___ Documento

Ciò posto la Cassazione concludeva nel senso di ricomprendere la parodia nell’alveo dell’articolo 70, comma 1, L. 633/1941 che consente la libera utilizzazione delle opere o di parti di esse, purché per uso di critica o di discussione e nei limiti giustificati da tali finalità senza che possa generarsi una concorrenza all’utilizzazione economica dell’opera. Questa ricostruzione, peraltro, trova conferma anche nell’articolo 5, comma 3, Dir. 2001/29/CE che accorda agli Stati membri la facoltà di disporre eccezioni o limitazioni ai diritti di riproduzione e comunicazione di opere al pubblico purché l’utilizzo avvenga a scopo di caricatura o parodia, come previsto dalla lettera k) del citato articolo. Dunque, se è vero che non esiste una norma nazionale che riproduce integralmente il contenuto del citato articolo 5, è altrettanto vero che l’articolo 70 della L. 633 consente di ricomprendere al suo interno anche la parodia e, pertanto, giustifica l’assenza di un intervento normativo di recepimento della direttiva.

______
___ Dati forniti

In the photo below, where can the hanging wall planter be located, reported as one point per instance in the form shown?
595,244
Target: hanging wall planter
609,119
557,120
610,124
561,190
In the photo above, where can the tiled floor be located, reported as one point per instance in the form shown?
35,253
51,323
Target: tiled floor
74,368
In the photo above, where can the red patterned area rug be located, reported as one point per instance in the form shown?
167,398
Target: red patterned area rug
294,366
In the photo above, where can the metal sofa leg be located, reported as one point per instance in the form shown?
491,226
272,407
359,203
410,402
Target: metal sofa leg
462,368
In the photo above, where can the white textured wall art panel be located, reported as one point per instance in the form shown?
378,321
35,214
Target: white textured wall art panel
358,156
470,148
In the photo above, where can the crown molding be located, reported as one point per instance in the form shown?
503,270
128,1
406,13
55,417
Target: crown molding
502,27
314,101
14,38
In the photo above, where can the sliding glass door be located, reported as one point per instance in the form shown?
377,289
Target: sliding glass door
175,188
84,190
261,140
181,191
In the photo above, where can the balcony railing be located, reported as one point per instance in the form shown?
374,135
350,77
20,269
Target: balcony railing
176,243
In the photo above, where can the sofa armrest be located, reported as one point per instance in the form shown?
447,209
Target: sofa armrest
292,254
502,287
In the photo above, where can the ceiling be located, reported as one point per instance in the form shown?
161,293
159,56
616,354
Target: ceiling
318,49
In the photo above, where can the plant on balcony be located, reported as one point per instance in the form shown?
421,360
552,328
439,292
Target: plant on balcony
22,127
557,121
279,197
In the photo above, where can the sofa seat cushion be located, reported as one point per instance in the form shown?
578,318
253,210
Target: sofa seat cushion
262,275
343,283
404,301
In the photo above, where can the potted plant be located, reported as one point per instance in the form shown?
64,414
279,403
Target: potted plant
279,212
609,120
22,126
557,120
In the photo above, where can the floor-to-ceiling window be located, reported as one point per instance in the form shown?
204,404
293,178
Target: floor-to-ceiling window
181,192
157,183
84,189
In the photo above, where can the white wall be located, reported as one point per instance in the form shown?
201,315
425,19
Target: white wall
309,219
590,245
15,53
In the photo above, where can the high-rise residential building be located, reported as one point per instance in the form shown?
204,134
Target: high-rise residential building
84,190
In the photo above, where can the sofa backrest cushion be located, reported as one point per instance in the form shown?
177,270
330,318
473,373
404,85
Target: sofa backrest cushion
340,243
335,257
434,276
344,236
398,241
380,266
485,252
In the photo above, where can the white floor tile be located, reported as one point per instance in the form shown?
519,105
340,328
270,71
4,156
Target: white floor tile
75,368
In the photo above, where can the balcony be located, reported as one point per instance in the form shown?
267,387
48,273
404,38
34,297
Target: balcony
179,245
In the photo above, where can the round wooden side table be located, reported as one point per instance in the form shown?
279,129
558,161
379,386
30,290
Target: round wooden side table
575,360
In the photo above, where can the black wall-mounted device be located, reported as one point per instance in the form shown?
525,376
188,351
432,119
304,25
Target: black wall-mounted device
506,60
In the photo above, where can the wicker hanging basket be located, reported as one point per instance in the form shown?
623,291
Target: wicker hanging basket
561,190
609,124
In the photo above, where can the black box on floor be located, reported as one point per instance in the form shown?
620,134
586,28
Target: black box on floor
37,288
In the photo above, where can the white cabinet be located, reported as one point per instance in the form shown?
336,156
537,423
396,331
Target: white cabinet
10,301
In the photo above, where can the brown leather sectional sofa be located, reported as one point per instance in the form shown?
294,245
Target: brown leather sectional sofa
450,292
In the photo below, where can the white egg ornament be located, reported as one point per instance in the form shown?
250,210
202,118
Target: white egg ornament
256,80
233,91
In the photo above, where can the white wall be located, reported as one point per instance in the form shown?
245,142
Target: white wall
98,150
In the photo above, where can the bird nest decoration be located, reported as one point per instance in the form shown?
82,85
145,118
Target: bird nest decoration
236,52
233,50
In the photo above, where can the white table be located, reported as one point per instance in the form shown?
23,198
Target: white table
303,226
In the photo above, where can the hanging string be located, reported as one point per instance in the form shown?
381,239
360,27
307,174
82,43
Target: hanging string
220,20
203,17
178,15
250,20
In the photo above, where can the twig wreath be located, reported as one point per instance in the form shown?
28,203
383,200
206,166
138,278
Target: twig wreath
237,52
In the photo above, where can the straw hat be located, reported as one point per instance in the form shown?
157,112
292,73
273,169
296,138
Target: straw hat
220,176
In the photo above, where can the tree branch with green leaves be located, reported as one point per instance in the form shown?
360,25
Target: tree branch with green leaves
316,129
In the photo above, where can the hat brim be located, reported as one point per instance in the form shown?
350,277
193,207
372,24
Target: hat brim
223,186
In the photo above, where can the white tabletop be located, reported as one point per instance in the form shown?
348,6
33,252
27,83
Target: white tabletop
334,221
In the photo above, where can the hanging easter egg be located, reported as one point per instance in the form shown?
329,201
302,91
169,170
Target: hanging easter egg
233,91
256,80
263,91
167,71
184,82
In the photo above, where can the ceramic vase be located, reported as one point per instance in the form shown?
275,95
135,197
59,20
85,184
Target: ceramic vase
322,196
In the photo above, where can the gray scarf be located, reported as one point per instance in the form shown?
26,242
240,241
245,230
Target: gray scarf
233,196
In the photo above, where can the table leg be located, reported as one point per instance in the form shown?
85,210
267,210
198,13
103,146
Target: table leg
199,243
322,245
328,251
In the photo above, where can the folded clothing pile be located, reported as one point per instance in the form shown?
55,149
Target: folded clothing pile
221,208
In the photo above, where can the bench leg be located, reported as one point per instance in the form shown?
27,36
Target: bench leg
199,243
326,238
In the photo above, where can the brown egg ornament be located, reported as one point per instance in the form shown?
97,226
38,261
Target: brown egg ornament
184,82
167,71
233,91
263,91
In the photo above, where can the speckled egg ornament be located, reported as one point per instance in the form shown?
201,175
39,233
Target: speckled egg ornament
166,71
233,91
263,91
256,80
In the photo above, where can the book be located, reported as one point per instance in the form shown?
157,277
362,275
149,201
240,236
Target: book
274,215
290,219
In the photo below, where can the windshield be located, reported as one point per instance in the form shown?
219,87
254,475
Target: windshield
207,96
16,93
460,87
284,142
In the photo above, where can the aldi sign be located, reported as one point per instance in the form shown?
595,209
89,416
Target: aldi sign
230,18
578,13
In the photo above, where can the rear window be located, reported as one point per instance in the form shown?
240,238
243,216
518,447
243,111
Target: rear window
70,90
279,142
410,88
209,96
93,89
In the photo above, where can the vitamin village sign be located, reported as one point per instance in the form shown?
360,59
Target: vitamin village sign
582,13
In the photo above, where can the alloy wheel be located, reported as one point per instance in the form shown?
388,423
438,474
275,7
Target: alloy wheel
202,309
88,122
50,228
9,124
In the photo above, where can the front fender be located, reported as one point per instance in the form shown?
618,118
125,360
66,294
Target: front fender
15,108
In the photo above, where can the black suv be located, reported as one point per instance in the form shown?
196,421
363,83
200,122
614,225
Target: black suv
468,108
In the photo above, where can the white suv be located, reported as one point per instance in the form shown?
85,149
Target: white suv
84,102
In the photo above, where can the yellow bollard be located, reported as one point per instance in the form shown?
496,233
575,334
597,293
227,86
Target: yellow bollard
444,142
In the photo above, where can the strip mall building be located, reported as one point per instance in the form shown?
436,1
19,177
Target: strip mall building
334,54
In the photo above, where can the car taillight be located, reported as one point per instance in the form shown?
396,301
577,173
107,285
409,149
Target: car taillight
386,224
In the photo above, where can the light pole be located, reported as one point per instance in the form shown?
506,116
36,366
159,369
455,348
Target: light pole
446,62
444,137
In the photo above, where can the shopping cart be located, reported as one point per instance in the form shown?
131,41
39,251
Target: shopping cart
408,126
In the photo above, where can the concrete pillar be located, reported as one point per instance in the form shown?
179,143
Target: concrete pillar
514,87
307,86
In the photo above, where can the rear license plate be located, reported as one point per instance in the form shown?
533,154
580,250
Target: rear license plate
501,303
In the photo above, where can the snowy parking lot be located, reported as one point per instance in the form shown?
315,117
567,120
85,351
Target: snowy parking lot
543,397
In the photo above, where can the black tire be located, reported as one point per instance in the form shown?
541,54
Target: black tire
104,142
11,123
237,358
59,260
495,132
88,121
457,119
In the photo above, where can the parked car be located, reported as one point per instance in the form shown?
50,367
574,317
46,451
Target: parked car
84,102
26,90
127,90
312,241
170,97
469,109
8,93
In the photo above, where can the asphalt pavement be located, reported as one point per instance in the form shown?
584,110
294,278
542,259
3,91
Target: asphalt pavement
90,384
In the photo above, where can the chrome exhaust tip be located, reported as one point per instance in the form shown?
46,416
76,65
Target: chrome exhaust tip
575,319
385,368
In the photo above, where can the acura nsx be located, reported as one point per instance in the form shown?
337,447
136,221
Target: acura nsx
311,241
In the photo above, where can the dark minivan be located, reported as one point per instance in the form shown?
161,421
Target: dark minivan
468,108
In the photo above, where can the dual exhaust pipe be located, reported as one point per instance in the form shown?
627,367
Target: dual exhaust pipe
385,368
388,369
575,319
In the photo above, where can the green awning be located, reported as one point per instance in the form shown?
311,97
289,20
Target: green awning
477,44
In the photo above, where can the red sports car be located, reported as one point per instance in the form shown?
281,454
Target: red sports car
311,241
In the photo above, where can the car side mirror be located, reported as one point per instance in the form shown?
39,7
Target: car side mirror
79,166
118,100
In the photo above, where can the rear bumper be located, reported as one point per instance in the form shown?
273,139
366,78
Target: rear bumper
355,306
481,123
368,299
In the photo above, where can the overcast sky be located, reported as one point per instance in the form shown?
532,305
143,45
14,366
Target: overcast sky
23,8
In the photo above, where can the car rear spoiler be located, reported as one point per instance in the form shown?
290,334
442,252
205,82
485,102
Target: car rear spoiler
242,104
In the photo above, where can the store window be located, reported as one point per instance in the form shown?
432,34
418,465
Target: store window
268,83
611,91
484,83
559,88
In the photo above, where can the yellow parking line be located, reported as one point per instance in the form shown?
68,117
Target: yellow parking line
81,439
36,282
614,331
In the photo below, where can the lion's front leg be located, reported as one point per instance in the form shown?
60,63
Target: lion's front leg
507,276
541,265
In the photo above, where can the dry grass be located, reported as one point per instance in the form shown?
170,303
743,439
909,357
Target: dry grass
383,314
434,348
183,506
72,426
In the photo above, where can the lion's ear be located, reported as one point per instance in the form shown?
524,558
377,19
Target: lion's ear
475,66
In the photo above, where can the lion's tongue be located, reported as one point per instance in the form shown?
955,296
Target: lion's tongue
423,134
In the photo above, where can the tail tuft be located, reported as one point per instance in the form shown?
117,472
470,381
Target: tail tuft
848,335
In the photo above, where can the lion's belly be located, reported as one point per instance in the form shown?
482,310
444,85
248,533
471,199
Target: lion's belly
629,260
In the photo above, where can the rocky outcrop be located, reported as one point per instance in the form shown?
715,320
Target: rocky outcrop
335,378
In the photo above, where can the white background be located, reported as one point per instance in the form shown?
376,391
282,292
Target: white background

______

Consegna 1
Rispondi alle seguenti domande sul testo sulla parodia, indicando ogni risposta con la stessa lettera.
(a) In quale articolo e comma della L. 633/1941 la Cassazione ricomprendeva la parodia?
(b) Quale lettera dell'articolo 5 della Dir. 2001/29/CE prevede l'utilizzo a scopo di caricatura o parodia?
(c) Secondo il testo, che cosa giustifica l'articolo 70 della L. 633?
Consegna 2
Riassumi in due frasi il testo sulla parodia.
Consegna 3
Prosegui il testo sulla parodia a partire dalla sua ultima frase.

Risposta corretta 1
(a) Nell'articolo 70, comma 1.
(b) La lettera k).
(c) L'assenza di un intervento normativo di recepimento della direttiva.

Risposta corretta 2
La Cassazione ha ricondotto la parodia all'articolo 70, comma 1, L. 633/1941, che consente la libera utilizzazione delle opere per critica o discussione senza concorrenza all'utilizzazione economica dell'opera. Questa lettura trova conferma nell'articolo 5, comma 3, Dir. 2001/29/CE, e poiché l'articolo 70 comprende già la parodia, non è stato necessario un intervento normativo di recepimento della direttiva.

Risposta corretta 3
Così facendo, dunque, la Cassazione sanciva il seguente principio di diritto: “in tema di diritto di autore la parodia costituisce un atto umoristico o canzonatorio che si caratterizza per evocare un’opera o anche un personaggio di fantasia e non richiede un proprio carattere originale diverso alla presenza di percettibili differenze rispetto all’opera o al personaggio che sono parodiati. In tema di diritto d’autore, la parodia deve rispettare un giusto equilibrio tra i diritti del soggetto che abbia titolo allo sfruttamento dell’opera, o del personaggio, e la libertà di espressione dell’autore della parodia stessa; In tal senso, la ripresa dei contenuti protetti può giustificarsi nei limiti connaturati al fine parodistico e sempre che la parodia non rechi pregiudizio agli interessi del titolare dell’opera o del personaggio originali, come accade quando entri in concorrenza con l’utilizzazione economica dei medesimi”.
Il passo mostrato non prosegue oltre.